**MATERIAL FOR THIS TASK:**
- Opening Delimiter -

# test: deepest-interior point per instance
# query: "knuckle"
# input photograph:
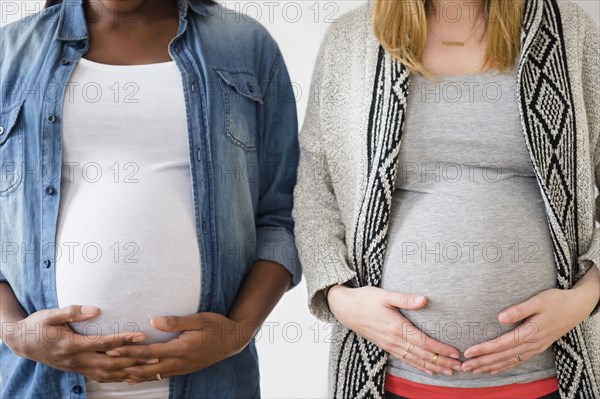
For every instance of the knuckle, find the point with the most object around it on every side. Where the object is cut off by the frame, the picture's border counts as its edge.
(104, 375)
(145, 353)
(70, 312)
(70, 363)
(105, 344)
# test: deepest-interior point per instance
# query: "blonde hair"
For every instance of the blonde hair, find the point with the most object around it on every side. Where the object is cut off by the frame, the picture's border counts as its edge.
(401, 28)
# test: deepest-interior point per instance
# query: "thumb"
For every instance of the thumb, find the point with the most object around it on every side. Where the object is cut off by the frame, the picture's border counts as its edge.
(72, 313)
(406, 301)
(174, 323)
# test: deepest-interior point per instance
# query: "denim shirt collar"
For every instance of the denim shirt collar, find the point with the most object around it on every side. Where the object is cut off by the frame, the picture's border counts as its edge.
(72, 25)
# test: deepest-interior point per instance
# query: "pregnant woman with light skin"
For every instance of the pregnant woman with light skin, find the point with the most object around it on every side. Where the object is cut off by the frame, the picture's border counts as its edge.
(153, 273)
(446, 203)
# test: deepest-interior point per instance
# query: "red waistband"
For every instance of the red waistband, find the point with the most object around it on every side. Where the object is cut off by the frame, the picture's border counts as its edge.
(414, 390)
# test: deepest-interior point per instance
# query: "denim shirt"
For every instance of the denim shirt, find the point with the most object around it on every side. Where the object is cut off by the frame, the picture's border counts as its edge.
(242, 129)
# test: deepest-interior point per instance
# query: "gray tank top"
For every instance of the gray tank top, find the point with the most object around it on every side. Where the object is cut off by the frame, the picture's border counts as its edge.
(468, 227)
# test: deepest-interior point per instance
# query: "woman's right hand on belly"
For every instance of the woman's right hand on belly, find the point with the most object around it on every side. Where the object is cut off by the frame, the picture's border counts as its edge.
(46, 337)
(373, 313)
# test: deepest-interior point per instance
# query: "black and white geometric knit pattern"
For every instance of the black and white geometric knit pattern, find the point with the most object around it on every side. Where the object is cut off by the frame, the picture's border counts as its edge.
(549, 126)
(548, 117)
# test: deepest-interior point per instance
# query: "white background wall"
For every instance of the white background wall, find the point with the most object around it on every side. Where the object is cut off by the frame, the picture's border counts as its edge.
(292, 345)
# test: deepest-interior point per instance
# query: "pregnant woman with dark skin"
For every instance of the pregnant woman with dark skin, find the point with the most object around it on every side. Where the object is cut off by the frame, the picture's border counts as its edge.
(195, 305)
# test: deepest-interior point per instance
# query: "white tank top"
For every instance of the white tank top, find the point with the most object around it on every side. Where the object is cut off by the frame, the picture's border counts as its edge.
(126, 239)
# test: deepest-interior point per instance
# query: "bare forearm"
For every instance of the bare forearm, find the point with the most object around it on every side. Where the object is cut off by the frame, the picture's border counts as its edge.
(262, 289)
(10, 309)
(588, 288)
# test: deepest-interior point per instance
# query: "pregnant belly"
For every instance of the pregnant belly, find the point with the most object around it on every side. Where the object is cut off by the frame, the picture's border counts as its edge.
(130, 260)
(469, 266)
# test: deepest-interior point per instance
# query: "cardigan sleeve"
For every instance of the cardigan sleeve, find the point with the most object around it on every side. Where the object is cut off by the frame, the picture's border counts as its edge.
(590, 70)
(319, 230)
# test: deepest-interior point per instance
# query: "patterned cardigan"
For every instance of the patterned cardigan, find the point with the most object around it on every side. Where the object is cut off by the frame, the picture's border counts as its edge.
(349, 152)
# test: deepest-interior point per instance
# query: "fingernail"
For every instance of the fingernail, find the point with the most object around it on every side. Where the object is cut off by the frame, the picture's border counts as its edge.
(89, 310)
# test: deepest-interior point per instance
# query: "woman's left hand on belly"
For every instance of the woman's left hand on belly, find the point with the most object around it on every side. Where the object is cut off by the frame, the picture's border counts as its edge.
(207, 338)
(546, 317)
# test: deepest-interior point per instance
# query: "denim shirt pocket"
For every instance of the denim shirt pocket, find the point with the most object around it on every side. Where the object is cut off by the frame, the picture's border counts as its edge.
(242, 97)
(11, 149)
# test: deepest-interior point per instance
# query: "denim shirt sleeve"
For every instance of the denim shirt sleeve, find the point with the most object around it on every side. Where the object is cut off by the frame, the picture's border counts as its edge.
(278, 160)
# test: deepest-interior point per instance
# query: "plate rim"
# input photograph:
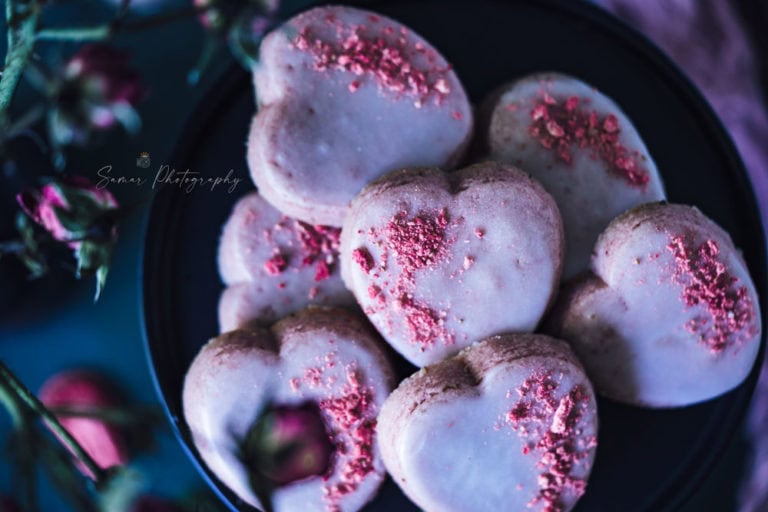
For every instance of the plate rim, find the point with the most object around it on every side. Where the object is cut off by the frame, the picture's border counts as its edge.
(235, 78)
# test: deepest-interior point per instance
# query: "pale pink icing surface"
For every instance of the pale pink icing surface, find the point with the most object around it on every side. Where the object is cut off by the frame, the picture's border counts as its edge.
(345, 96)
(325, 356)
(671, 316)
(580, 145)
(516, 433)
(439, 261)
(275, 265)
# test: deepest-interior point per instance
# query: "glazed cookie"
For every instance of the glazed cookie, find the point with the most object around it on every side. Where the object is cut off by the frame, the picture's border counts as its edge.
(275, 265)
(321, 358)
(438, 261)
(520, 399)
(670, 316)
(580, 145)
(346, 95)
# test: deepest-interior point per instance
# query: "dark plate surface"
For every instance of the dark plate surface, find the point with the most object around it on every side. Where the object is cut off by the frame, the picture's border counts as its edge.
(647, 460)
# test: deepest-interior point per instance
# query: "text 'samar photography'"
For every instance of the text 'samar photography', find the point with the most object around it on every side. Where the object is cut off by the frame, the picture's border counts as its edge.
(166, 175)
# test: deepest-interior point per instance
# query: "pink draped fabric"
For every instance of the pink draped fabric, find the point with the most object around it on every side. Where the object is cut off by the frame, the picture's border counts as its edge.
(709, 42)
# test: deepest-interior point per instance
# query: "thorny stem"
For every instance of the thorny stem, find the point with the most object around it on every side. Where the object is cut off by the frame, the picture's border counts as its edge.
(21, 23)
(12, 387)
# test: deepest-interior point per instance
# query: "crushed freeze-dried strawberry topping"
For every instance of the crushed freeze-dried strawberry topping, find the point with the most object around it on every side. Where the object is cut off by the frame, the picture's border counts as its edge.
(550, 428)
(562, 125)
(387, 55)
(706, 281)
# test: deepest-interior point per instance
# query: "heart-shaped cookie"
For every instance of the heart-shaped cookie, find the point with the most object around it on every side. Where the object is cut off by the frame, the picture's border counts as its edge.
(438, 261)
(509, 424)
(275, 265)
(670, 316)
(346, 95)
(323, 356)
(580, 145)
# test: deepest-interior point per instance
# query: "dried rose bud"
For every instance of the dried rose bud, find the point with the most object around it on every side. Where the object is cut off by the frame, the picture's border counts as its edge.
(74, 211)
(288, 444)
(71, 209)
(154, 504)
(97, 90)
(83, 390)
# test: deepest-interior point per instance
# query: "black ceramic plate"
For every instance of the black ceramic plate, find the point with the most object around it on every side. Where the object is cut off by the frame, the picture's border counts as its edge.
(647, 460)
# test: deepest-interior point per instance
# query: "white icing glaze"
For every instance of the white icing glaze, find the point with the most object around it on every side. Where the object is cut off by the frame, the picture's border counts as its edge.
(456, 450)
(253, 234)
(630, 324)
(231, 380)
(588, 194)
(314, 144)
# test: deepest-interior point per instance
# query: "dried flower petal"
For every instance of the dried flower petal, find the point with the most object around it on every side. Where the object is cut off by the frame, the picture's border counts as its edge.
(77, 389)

- Closing Delimiter -
- Opening Delimiter -

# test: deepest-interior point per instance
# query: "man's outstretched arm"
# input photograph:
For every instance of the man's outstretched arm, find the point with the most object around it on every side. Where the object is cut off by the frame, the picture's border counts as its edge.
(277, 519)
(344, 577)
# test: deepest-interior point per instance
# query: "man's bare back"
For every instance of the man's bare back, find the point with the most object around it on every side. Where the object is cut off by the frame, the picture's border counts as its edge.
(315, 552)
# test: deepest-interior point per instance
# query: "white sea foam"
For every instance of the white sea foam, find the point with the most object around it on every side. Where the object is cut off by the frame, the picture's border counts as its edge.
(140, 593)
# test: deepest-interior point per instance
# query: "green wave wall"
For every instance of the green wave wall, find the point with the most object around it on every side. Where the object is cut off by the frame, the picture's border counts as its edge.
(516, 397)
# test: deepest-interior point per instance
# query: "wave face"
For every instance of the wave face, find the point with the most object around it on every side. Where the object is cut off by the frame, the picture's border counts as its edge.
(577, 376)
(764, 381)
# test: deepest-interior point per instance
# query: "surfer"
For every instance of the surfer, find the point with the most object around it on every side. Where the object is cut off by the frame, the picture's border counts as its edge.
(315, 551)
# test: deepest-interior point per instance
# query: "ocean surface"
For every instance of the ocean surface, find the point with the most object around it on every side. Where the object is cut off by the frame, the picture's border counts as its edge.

- Closing Delimiter -

**INSTRUCTIONS TO FOLLOW:** Lines in the entries above that hold "ocean" should be counted; give only that count.

**EXERCISE ANSWER:** 2